练习: 把下面所有条目逐字照抄一遍，图片不要抄进答案。

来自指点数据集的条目
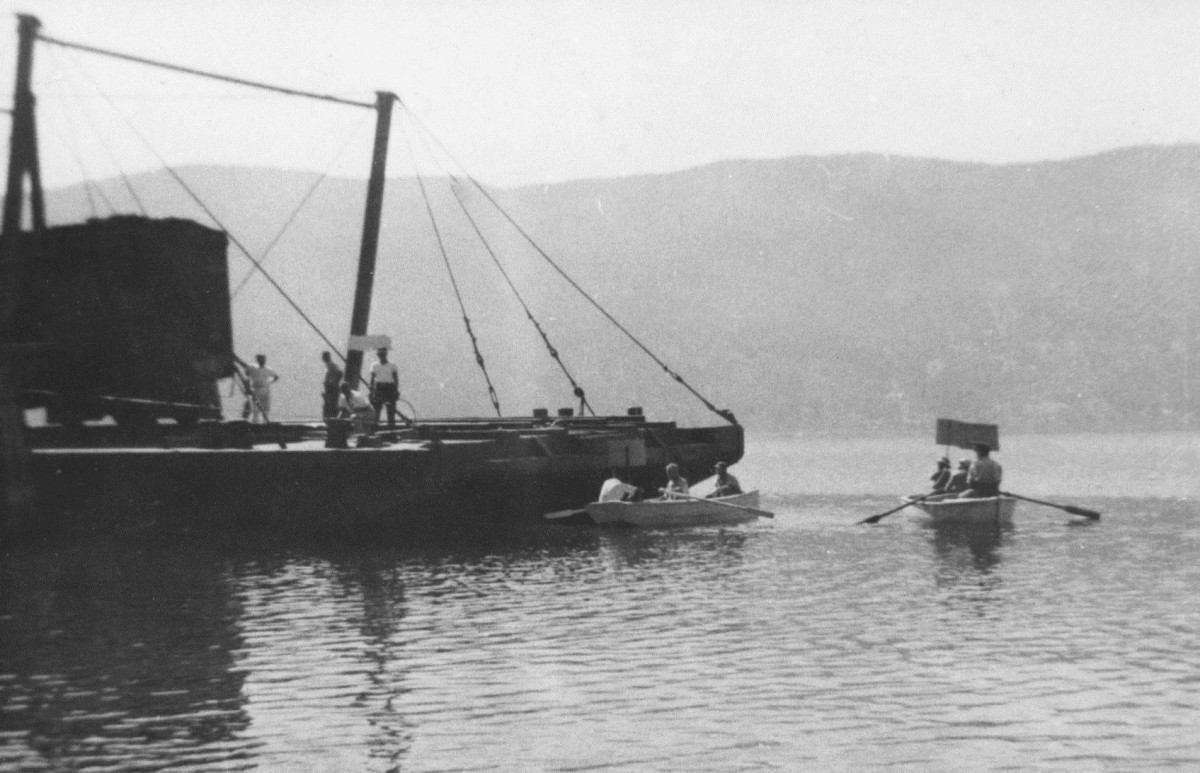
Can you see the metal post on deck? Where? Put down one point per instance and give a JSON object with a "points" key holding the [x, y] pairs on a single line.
{"points": [[361, 313], [23, 143], [16, 487]]}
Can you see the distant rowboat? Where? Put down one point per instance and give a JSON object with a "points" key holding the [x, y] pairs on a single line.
{"points": [[949, 509], [666, 513]]}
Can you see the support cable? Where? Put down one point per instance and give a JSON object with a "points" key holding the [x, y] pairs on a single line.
{"points": [[454, 282], [721, 412], [108, 150], [576, 389], [69, 141], [217, 221], [550, 347], [214, 76], [72, 141], [295, 213]]}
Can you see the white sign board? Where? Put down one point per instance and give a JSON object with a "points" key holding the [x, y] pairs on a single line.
{"points": [[369, 342]]}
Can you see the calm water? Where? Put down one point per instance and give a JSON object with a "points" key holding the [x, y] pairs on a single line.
{"points": [[805, 642]]}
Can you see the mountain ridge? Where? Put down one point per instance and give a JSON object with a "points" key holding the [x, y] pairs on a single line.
{"points": [[855, 292]]}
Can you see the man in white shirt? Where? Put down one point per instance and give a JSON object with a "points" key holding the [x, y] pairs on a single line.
{"points": [[617, 490], [261, 379], [353, 405], [385, 387]]}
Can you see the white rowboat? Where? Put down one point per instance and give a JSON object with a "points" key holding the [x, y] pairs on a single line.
{"points": [[976, 511], [665, 513]]}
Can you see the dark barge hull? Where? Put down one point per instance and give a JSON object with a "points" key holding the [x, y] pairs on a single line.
{"points": [[444, 479]]}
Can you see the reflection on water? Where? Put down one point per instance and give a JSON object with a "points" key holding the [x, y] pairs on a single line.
{"points": [[808, 642], [119, 655]]}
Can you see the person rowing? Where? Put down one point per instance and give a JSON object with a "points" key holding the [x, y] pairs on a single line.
{"points": [[617, 490], [958, 483], [941, 478], [726, 484], [677, 485], [983, 475]]}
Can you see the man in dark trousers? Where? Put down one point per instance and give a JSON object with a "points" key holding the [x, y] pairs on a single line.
{"points": [[331, 385], [385, 387]]}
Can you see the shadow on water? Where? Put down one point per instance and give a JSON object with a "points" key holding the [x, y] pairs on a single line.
{"points": [[967, 555], [109, 648], [155, 653]]}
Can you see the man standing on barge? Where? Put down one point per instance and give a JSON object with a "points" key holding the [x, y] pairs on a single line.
{"points": [[384, 387], [331, 387]]}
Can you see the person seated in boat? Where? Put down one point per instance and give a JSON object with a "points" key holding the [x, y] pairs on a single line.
{"points": [[355, 406], [677, 485], [941, 478], [984, 475], [958, 483], [617, 490], [726, 484]]}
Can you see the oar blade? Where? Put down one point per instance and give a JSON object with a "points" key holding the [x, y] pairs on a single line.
{"points": [[1084, 511]]}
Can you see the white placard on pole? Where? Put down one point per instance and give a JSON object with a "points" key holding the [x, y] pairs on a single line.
{"points": [[369, 342]]}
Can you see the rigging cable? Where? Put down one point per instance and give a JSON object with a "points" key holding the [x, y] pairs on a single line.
{"points": [[721, 412], [553, 353], [216, 220], [295, 211], [454, 282], [91, 120]]}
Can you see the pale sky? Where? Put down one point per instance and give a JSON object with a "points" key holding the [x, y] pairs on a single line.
{"points": [[528, 91]]}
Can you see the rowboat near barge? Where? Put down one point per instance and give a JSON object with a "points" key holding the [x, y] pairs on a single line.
{"points": [[127, 318], [730, 510], [953, 510]]}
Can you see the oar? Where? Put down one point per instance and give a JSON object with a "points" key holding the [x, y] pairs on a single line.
{"points": [[558, 515], [1068, 508], [876, 519], [726, 504]]}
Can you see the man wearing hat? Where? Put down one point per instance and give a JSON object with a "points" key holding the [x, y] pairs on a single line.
{"points": [[726, 484], [958, 483], [942, 477], [984, 475]]}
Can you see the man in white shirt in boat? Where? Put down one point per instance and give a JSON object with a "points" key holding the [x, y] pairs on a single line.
{"points": [[941, 479], [676, 484], [958, 483], [617, 490], [984, 475], [385, 387], [726, 484]]}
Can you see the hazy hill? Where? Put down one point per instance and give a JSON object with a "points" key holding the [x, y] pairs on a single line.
{"points": [[811, 293]]}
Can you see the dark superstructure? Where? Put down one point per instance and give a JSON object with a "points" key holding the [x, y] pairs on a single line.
{"points": [[127, 318], [133, 316]]}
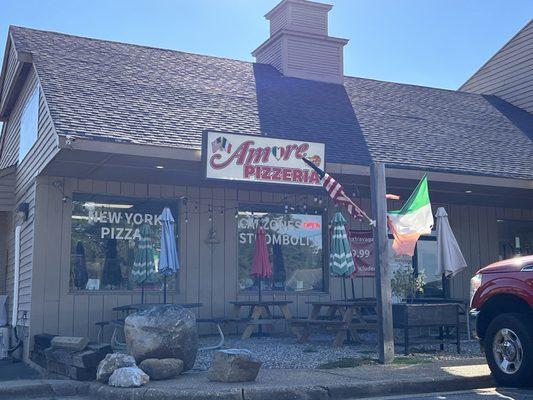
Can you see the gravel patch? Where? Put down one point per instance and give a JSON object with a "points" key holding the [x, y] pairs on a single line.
{"points": [[286, 352]]}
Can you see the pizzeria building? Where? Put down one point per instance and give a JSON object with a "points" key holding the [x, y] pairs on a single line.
{"points": [[98, 137]]}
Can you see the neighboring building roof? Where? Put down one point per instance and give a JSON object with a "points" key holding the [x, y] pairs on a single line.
{"points": [[508, 73], [114, 91]]}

任务结果:
Can you see the metal post on deck? Where? Put down one point per instance and give a JSON object with a "points" key holding the [x, y] pairs on a single line.
{"points": [[361, 313], [23, 143], [16, 487]]}
Can you see the distant rowboat? Where? Put down one point per instance and give a JSON object with a "points" key holding the [x, y] pairs on a single line.
{"points": [[949, 509], [666, 513]]}
Can you see the support cable? Where? Put down one point per instance and give a JSON object with a "points" key holding the [x, y] pairs on a single line.
{"points": [[454, 282], [721, 412], [108, 150], [576, 389], [69, 141], [217, 221], [550, 347], [214, 76], [72, 141], [295, 213]]}
Can you see the white sign board? Where? Put down one point per instance and give a JSON object with a "points" key holding the [x, y] pairs on a single line.
{"points": [[369, 342]]}
Can you see the calm water? Where? Put down one point per instance and give a JSON object with a "points" key holding the [x, y] pairs on a single line.
{"points": [[805, 642]]}
Can you see the mountain ridge? Where? Put down one point per instance and give a JSON object with a "points" key holding the [x, y] pairs on a single line.
{"points": [[855, 292]]}
Can you see the man in white shirt? Where? Put down one point per instance and give a JSON object with a "points" key holding the [x, y] pairs on a single line.
{"points": [[617, 490], [261, 379], [353, 405], [385, 387]]}
Can you see the white rowboat? Where? Put down one point per instance and give a JSON object with a "points" key holding the [x, y] pairs on a single line.
{"points": [[976, 511], [665, 513]]}
Can you see the dark barge hull? Where? Put down one point per instance and give a JSON object with a "points" key holding the [x, y] pairs on a single line.
{"points": [[444, 479]]}
Can you see the reflection on water? Where? Put down one point per instance and give a JSON object with a "points" key holding the [x, y] pairs on a single line.
{"points": [[808, 642], [119, 655]]}
Can you see the person rowing? Where? Put down one point per instance and give a JSON object with a "points" key holding the [x, y] pairs on a single line.
{"points": [[617, 490], [958, 483], [941, 478], [726, 484], [677, 485], [983, 475]]}
Can you see the man in dark trousers? Where? Put down one point per instance and give a JSON object with a "points" key holding the [x, y] pairs on a single line.
{"points": [[331, 385], [385, 387]]}
Can you see the shadow on water? Where? Put down one point per instance and give a JSON object with a "points" key holding the [x, y] pairs on a single line.
{"points": [[967, 555], [109, 648], [155, 653]]}
Can you see the man standing on barge? Where? Put down one point per instance and give a JSON object with a "points" key holding the [x, y] pairs on a single line.
{"points": [[384, 387], [331, 387]]}
Can you see the person seated in boat? Where? Put down one point per instance and give a JSON object with a "points" key holding the [x, y] pairs on a single line.
{"points": [[355, 406], [677, 485], [941, 478], [984, 475], [958, 483], [617, 490], [726, 484]]}
Can you see the oar blade? Where? Put down one point per instance and give a JSON object with a "points" key holding the [x, y] pairs on a single line.
{"points": [[1084, 511]]}
Can you see the white placard on pole? Where? Put down one point per instance and give a JSON object with a "points" key holding the [x, y] pairs on a single line.
{"points": [[369, 342]]}
Can you see the rigging cable? Where? Put down one point per instance and give a JSON object with a "points" key holding the [x, y] pairs on a single line.
{"points": [[721, 412], [553, 353], [216, 220], [295, 211], [454, 282], [91, 120]]}
Can you see the pale sky? Where? Put down one point per instance and give a JSON object with a "points" key holding the [x, y] pairs on a single line.
{"points": [[528, 91]]}
Can you see the rowboat near barge? Where? Put down one point per instance and give a JSON object with a "points" key holding the [x, y] pairs on a single line.
{"points": [[127, 318], [730, 510], [953, 510]]}
Can you see the oar? Where? Put down one point per instance and give a JSON object with a "points" key holding the [x, y] pairs on a single line.
{"points": [[558, 515], [1068, 508], [876, 519], [726, 504]]}
Can you see the man wearing hat? Where? Put down one point per instance and give a JSON object with a "points" key holding the [x, y] pairs on a single line.
{"points": [[726, 484], [958, 483], [942, 477], [984, 475]]}
Can you see the man in white shirt in boat? Where? Put down one point per instance and give a JSON object with a "points" key holding the [x, y] pairs on a single line.
{"points": [[941, 479], [676, 484], [958, 483], [617, 490], [984, 475], [385, 387], [726, 484]]}
Can you see the hazy hill? Where? Put down one point per instance and give a JSON object with a "points" key holding the [x, y] pairs on a single line.
{"points": [[811, 293]]}
Can you see the dark superstructure? Where? Put down one point per instance and give a JSON object with a "points" key holding the [x, y] pairs on a single line.
{"points": [[127, 318], [133, 316]]}
Can you see the gravel patch? Where? Put down one point per instance and give a JSON object with a "points" key holding the [x, y] pairs on a single line.
{"points": [[286, 352]]}
Can you see the pizzeria building? Where? Put down one point per instance and give a JSON object with a "points" key holding the [x, y] pairs on a single line.
{"points": [[98, 137]]}
Can you see the neighboring building roof? Where? Put down one point per instance and give a JSON object with a "points" key holding the [x, y] pairs on a single line.
{"points": [[508, 73], [114, 91]]}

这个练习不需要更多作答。